Across the rows below, how many lines contain the string "green"? Answer with the number alone.

* **Data supplied**
>>>>>
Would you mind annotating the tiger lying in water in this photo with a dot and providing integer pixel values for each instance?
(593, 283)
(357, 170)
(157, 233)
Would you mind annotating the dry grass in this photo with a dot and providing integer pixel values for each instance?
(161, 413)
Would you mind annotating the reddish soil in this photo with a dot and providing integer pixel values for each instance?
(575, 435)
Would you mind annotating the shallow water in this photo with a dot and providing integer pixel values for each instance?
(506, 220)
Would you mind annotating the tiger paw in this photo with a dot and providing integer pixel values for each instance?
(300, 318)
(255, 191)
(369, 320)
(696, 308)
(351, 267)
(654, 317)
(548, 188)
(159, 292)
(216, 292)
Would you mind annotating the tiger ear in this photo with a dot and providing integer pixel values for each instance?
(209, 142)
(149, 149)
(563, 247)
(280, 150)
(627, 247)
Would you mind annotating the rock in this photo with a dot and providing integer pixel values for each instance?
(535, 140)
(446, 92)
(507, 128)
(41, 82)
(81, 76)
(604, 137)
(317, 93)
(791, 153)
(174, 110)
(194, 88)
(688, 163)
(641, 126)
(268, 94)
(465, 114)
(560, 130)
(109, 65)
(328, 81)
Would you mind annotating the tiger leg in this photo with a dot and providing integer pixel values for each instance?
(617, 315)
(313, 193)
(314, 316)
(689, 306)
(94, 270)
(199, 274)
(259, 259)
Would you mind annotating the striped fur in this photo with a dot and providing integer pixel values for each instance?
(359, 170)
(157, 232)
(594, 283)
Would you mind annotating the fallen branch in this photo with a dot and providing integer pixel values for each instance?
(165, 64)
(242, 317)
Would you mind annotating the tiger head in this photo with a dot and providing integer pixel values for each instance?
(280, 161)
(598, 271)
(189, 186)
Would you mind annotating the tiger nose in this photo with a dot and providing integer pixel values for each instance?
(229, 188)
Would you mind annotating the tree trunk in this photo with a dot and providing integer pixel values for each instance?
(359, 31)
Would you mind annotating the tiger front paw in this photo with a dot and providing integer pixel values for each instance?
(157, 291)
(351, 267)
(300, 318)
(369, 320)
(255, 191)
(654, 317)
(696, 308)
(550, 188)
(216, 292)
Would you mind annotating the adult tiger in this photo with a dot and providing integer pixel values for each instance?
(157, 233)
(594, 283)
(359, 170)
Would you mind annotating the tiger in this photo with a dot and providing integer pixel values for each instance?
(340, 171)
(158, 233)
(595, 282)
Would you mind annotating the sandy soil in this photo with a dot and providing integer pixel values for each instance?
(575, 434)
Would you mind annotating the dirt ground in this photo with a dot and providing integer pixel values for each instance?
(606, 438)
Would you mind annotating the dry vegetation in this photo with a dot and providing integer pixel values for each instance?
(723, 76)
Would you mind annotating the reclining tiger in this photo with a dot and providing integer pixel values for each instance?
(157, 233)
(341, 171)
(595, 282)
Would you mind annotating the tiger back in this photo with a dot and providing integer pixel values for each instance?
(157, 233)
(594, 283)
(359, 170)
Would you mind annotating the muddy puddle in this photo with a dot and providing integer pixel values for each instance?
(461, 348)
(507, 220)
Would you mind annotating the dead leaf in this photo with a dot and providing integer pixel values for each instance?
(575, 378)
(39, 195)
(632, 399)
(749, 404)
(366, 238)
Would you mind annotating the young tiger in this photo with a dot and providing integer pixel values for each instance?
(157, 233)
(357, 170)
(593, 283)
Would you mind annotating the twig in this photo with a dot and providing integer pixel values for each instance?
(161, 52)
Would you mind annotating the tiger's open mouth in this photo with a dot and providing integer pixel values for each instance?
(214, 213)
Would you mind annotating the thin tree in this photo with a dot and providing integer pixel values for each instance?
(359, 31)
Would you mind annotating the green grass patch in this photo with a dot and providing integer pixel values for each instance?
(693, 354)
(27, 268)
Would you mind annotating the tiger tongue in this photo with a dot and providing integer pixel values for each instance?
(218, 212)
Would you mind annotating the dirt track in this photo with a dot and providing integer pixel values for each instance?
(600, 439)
<<<<<
>>>>>
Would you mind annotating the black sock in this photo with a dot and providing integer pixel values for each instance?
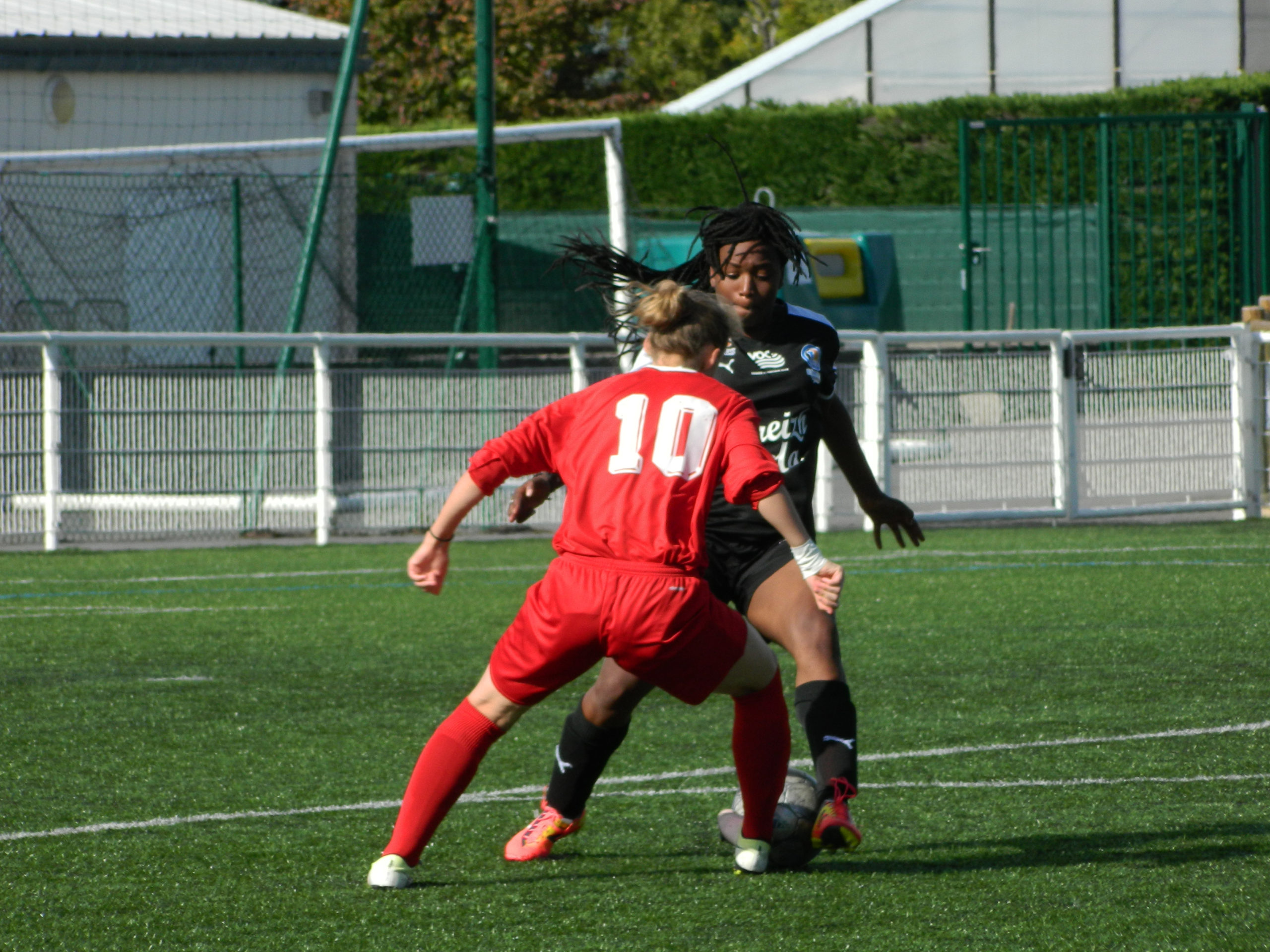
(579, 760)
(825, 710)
<<<<<
>>>>>
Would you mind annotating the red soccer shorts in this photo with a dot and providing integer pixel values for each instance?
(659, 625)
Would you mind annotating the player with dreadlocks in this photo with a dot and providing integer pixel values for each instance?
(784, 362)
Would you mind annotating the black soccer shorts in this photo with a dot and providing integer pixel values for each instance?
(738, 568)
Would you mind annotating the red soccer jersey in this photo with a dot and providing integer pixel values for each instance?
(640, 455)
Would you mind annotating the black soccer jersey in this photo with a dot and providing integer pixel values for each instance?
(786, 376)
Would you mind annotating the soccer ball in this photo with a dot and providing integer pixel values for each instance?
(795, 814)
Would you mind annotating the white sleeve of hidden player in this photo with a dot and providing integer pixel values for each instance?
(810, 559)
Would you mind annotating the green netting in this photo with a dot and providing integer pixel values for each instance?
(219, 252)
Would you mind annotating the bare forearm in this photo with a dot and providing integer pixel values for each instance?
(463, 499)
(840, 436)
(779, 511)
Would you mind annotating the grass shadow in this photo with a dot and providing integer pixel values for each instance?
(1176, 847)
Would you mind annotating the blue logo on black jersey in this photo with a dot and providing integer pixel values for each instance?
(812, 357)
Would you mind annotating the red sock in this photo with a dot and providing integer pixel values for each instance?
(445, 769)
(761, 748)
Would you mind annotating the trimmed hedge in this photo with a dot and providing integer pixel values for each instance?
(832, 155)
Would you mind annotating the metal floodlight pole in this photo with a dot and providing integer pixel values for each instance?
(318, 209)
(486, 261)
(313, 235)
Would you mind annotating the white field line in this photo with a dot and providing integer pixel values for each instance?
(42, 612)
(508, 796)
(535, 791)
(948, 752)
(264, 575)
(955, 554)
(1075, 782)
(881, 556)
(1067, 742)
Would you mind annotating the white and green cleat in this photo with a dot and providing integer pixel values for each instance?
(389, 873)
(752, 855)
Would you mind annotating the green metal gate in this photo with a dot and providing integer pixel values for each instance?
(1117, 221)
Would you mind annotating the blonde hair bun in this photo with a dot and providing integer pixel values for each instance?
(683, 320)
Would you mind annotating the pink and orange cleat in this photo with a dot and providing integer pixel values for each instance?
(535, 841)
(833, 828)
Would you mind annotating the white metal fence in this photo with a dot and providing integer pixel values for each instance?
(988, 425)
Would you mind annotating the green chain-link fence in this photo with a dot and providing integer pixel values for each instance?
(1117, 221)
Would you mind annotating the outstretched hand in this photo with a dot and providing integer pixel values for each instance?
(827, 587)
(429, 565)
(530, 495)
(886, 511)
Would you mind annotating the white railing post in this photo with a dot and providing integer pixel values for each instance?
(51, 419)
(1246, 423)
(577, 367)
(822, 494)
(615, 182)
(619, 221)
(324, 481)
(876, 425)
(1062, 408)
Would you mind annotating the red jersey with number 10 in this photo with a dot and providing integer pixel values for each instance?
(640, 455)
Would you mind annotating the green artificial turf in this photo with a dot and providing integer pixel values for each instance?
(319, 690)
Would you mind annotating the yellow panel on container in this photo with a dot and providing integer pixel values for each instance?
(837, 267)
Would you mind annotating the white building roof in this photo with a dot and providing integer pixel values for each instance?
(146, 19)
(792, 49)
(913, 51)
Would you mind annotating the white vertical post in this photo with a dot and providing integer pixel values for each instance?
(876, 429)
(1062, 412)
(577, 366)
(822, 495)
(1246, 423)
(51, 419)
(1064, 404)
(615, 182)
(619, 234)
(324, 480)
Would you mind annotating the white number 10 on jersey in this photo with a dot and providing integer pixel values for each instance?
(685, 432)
<<<<<
* **Correct response**
6